* [PROBLEM]
Here are some records. Copy each one exactly.

[Stored data entries]
──────────────────────────────

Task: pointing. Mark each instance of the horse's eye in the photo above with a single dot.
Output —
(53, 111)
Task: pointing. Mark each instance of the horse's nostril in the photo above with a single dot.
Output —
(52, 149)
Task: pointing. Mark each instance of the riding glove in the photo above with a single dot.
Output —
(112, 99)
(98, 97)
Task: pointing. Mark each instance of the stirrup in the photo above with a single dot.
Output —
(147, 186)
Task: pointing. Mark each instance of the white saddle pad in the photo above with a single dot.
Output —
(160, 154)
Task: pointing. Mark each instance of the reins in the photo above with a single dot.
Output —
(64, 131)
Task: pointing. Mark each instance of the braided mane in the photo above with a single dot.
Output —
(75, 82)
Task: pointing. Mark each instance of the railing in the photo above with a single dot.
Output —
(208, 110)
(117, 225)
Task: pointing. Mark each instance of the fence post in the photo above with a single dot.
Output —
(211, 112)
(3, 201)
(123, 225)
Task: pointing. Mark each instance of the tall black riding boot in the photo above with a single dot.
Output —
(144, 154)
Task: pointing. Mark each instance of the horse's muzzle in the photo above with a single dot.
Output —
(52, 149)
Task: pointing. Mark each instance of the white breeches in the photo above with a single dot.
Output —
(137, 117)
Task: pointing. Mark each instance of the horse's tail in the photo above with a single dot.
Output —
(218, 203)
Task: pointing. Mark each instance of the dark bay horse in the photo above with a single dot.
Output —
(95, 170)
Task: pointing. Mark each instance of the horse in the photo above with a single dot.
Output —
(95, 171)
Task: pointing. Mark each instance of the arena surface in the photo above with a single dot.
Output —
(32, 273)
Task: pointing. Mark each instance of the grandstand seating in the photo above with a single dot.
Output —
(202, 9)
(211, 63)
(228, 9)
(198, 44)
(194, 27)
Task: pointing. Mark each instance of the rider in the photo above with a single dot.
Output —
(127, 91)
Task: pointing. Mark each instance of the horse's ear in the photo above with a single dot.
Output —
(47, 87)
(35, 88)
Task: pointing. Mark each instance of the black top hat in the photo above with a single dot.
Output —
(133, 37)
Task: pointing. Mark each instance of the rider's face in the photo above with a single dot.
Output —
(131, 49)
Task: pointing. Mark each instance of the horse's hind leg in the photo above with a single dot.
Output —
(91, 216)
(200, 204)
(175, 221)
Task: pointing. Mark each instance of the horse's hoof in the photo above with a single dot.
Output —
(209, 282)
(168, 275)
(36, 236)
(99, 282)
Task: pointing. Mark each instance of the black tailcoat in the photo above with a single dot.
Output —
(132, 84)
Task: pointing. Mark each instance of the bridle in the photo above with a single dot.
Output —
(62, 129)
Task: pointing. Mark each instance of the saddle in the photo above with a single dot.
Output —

──────────────────────────────

* [RESPONSE BELOW]
Task: pointing. Mark each instance of the horse's eye in the photo above with a single dot.
Output —
(53, 111)
Task: pointing. Mark each instance of the horse's nostril in the photo above with a single dot.
Output —
(52, 149)
Task: pointing. Mark each instance of the riding glove in the photo above with a single dot.
Output —
(112, 99)
(98, 97)
Task: pointing. Mark each instance of the stirrup in the photo above with a single dot.
Output —
(147, 186)
Task: pointing. Mark each instance of the white saddle pad in the photo above with a single dot.
Output —
(160, 154)
Task: pointing. Mark each instance of the reins in the photo above with a single dot.
Output —
(64, 131)
Task: pointing. Mark each instance of the braided mane in the photo above with a single dot.
Output —
(75, 82)
Task: pointing. Mark each instance of the railing in the photo above with a single dot.
Output —
(208, 110)
(117, 225)
Task: pointing. Mark each instance of the fence post in the photo above with a single dot.
Output —
(211, 112)
(3, 201)
(123, 225)
Task: pointing. Mark each instance of the tall black riding boot in the photo above with a single dot.
Output —
(144, 154)
Task: pointing. Mark each instance of the horse's muzzle in the photo above with a single dot.
Output —
(52, 149)
Task: pointing. Mark each instance of the white breeches in the photo above with a single dot.
Output —
(137, 117)
Task: pointing. Mark each instance of the horse's tail in the photo above with a single dot.
Output —
(218, 203)
Task: pointing. Mark each instance of the dark bay horse in the photo above with a single dot.
Output —
(95, 170)
Task: pointing. Mark each instance of the horse in the photo above with a single dot.
Output —
(95, 171)
Task: pointing. Mark each instance of the arena surface in the photo above with a single dot.
Output —
(32, 273)
Task: pointing. Mark each instance of the grandstand seating in the photo above with a single dot.
Output —
(202, 9)
(211, 63)
(228, 9)
(198, 44)
(194, 27)
Task: pointing. Mark each instance of the rider in the photo above with a single dot.
Output —
(127, 91)
Task: pointing. Mark each instance of the horse's ear in the photo above with a single dot.
Output —
(47, 87)
(35, 88)
Task: pointing. Mark each instance of the black top hat in the photo above with a single dot.
Output —
(133, 37)
Task: pointing. Mark each instance of the rider's face in the photo above with a single dot.
Output —
(131, 49)
Task: pointing. Mark each instance of the horse's hind leg in the photo above with a single dot.
Output —
(91, 216)
(200, 204)
(175, 221)
Task: pointing. Mark each instance of the horse's hoof in the photo above with a single dot.
Output —
(209, 282)
(168, 275)
(36, 236)
(99, 282)
Task: pointing. Mark each instance of the black tailcoat in the photo above with a single dot.
Output —
(132, 84)
Task: pointing. Mark each instance of the bridle in the photo above with a single dot.
Output —
(62, 129)
Task: pointing. Mark each instance of the saddle in the photo above with a single dot.
Output —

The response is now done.